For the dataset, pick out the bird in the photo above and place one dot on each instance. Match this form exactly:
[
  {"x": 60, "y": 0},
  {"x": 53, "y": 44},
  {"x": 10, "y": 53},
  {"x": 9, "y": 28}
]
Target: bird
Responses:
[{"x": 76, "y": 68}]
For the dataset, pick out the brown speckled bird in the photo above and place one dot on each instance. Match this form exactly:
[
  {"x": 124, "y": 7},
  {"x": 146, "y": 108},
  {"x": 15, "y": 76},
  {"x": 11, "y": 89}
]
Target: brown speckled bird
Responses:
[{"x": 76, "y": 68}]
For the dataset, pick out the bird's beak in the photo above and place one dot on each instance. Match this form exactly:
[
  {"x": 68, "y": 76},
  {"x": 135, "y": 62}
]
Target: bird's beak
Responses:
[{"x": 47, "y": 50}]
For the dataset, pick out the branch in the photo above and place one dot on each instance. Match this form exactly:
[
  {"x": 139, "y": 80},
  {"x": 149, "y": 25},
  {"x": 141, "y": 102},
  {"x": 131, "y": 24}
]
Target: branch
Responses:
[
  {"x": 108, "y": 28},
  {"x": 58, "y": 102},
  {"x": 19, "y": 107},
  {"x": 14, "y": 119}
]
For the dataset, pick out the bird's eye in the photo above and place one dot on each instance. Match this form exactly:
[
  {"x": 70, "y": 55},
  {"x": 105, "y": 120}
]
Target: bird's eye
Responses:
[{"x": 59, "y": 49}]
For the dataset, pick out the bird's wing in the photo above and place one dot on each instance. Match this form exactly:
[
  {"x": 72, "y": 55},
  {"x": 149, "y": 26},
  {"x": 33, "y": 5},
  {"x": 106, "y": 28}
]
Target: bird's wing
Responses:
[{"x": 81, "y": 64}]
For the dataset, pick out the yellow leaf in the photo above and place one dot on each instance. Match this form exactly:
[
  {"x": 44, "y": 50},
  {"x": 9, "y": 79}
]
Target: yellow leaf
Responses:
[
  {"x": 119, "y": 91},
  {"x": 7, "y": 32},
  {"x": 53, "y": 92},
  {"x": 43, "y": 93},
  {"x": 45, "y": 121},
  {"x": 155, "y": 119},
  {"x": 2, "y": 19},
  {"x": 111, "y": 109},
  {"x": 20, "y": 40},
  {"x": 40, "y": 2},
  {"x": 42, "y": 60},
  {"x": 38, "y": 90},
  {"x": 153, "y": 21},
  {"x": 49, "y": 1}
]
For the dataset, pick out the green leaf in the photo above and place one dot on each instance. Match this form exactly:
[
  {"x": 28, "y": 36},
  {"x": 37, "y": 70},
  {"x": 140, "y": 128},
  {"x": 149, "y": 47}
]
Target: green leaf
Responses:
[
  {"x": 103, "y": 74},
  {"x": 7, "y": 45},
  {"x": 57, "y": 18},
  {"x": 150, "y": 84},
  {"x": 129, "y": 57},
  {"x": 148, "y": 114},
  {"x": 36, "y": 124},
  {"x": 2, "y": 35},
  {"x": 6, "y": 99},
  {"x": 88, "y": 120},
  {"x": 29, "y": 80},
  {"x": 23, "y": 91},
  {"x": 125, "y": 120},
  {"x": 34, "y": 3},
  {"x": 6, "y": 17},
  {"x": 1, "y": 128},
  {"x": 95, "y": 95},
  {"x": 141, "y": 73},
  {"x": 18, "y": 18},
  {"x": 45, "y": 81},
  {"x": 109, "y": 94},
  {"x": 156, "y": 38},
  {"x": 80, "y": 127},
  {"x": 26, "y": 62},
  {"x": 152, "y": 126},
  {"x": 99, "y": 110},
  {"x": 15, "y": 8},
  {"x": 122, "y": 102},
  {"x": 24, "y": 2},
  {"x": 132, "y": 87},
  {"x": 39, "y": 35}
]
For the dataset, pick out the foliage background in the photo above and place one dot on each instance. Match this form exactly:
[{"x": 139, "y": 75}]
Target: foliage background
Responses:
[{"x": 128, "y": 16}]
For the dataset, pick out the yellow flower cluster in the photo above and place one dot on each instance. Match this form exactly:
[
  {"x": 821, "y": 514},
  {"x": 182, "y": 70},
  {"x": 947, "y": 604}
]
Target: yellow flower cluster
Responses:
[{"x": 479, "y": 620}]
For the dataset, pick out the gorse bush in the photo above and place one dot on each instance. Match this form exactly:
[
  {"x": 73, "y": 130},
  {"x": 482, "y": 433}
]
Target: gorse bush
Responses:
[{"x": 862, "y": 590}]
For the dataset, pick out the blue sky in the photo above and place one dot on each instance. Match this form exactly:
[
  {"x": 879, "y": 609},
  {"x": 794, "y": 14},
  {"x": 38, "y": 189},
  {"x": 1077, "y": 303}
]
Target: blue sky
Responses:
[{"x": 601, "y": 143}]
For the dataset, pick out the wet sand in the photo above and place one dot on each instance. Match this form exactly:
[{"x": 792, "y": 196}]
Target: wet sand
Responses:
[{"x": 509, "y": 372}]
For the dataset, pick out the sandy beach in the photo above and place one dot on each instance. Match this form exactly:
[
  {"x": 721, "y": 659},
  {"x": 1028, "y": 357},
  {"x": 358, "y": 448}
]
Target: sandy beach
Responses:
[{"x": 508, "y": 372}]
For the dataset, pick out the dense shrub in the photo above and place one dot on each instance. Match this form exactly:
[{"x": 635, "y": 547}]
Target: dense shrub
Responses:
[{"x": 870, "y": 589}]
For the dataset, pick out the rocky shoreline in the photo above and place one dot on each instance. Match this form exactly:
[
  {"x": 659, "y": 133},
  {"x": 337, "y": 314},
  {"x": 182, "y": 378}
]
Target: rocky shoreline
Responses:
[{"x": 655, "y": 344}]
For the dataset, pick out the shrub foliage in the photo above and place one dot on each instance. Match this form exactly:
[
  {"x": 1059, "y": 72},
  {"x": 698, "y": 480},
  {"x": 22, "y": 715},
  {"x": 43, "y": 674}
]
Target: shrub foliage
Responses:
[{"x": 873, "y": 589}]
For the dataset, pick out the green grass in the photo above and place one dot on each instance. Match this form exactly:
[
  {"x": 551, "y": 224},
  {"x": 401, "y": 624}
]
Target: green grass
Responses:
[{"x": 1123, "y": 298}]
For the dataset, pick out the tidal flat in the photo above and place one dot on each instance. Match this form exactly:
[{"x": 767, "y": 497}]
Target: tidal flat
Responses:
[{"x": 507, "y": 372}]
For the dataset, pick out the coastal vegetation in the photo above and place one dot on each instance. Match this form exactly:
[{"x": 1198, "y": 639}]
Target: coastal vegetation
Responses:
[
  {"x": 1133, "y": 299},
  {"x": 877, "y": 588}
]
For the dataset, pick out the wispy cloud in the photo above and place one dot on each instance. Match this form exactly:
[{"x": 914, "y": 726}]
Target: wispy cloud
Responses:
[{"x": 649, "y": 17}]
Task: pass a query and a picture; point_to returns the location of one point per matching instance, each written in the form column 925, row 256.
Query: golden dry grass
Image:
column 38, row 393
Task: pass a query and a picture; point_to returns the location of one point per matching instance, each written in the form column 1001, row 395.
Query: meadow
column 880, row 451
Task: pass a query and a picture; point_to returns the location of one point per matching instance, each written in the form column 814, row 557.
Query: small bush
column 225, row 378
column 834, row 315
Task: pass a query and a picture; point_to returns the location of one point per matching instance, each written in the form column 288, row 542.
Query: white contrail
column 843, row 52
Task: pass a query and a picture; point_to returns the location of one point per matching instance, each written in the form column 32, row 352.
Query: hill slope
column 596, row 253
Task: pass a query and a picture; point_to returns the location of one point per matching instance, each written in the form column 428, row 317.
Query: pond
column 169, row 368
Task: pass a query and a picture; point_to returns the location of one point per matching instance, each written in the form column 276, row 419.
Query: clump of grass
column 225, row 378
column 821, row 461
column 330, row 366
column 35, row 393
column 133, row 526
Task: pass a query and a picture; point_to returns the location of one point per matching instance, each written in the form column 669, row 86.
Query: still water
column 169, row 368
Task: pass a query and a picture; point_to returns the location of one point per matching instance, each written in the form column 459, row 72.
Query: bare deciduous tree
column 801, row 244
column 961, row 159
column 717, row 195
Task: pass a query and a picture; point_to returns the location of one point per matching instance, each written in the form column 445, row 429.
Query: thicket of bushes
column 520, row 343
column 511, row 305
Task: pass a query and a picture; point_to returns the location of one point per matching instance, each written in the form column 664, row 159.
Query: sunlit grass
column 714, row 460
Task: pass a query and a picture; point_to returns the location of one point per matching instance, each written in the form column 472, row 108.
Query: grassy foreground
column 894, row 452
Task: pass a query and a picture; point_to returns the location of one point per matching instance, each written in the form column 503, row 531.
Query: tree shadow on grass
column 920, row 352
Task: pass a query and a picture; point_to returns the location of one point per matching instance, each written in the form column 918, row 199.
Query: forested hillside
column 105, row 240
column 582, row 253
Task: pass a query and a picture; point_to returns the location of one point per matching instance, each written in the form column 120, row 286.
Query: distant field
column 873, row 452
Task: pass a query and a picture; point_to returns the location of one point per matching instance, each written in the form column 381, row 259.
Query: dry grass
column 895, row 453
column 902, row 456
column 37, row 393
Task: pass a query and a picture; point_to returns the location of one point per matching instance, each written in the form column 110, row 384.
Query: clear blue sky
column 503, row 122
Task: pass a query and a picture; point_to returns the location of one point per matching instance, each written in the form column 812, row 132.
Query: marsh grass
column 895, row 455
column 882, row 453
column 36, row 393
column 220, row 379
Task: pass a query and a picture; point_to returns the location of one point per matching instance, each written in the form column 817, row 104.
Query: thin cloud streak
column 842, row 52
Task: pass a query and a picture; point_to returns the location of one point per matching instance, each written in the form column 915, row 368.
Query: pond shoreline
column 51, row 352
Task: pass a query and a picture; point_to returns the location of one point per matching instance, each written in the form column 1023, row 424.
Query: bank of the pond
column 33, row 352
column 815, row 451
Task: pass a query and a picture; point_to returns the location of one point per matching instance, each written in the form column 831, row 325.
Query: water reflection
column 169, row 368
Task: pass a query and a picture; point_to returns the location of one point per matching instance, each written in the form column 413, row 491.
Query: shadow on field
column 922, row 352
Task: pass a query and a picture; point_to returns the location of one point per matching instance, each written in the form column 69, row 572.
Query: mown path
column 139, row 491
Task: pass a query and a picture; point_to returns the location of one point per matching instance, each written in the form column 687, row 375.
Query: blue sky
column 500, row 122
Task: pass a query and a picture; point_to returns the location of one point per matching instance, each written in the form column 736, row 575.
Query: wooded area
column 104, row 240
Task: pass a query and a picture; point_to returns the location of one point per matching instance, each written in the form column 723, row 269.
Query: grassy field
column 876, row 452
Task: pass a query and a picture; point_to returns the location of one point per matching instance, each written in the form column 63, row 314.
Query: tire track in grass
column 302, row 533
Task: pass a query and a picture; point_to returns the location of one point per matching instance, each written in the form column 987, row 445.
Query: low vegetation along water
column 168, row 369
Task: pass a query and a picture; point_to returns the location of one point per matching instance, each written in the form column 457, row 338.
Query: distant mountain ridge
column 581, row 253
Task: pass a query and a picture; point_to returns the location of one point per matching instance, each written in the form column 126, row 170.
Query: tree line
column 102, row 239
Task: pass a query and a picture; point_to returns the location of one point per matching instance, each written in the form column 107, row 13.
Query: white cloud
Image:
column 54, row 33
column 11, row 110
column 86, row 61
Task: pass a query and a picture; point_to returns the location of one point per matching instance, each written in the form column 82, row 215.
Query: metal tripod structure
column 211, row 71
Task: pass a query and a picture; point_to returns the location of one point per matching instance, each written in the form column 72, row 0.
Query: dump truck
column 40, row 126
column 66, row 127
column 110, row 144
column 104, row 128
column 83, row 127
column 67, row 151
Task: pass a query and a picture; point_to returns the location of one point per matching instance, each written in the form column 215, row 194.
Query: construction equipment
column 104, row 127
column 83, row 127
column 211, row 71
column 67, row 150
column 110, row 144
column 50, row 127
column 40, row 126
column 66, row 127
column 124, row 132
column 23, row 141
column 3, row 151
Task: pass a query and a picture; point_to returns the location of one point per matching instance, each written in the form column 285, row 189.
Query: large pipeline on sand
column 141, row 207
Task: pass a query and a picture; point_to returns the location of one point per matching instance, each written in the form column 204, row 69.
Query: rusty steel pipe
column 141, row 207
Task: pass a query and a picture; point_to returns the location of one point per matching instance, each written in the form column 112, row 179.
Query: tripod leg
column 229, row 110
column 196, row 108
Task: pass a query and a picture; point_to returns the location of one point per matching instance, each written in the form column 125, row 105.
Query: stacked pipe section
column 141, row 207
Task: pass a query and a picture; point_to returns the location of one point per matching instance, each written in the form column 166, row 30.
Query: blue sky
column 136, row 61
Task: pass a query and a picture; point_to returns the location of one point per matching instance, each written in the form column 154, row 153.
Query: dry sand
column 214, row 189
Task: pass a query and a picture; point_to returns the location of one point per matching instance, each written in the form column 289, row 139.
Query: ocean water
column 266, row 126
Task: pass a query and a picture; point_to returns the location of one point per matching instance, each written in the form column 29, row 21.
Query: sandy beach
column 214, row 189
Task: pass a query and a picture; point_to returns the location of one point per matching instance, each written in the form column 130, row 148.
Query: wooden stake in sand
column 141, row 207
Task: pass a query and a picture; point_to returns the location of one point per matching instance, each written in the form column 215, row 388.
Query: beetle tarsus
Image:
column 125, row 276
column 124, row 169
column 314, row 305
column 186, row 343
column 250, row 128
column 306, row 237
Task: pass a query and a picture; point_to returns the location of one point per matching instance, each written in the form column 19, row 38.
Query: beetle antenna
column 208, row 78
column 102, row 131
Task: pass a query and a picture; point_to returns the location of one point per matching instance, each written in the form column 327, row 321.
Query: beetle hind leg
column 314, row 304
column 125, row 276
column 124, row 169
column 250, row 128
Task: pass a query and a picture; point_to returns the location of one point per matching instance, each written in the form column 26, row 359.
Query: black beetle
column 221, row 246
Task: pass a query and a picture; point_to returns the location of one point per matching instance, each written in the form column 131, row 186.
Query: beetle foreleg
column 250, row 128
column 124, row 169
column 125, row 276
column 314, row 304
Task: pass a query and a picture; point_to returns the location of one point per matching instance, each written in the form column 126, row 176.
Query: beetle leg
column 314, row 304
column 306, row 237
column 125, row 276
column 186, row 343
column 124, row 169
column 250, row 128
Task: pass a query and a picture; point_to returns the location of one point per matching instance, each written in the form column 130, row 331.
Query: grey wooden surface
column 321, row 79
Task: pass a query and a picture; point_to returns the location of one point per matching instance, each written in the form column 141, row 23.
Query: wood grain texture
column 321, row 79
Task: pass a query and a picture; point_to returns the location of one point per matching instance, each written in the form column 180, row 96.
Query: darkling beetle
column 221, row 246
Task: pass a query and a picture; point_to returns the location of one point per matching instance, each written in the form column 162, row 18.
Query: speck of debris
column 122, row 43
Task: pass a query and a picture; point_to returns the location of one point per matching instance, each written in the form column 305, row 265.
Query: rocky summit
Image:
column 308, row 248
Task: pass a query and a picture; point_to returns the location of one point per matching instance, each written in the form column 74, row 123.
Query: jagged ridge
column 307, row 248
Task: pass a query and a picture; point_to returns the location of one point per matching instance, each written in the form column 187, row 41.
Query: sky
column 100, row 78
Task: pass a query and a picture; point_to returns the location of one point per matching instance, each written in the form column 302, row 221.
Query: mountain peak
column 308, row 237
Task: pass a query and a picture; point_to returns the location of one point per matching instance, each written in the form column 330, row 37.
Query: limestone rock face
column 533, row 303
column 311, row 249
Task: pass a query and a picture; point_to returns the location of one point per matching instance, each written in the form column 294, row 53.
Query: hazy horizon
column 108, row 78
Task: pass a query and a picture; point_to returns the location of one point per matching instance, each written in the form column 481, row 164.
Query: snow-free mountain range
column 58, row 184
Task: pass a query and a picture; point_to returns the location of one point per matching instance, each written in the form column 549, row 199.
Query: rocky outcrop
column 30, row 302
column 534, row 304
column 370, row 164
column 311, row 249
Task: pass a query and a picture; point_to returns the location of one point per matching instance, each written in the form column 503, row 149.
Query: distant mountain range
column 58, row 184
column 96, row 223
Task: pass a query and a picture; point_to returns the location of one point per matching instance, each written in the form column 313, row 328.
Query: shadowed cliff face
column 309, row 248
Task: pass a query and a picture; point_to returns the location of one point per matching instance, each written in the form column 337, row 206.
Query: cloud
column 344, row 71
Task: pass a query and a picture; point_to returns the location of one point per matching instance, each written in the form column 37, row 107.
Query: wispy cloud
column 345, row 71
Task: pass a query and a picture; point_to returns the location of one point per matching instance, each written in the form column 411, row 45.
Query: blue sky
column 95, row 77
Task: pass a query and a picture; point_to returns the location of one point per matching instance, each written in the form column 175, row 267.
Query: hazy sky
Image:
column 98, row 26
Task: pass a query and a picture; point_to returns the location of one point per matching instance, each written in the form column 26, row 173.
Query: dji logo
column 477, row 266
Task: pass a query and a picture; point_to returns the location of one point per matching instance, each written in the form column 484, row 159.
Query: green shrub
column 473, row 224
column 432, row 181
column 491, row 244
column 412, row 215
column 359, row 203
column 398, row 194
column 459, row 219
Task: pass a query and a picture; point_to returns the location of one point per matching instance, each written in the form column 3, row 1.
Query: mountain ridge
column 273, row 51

● ● ● ●

* [Job]: Print, unchanged, the lines from the line with "503, row 531." to the line with "column 920, row 352", including both.

* [Right answer]:
Task: pass a query and a picture; point_to returns the location of one point per matching instance, each written in the form column 503, row 531.
Query: tree shadow on grass
column 920, row 352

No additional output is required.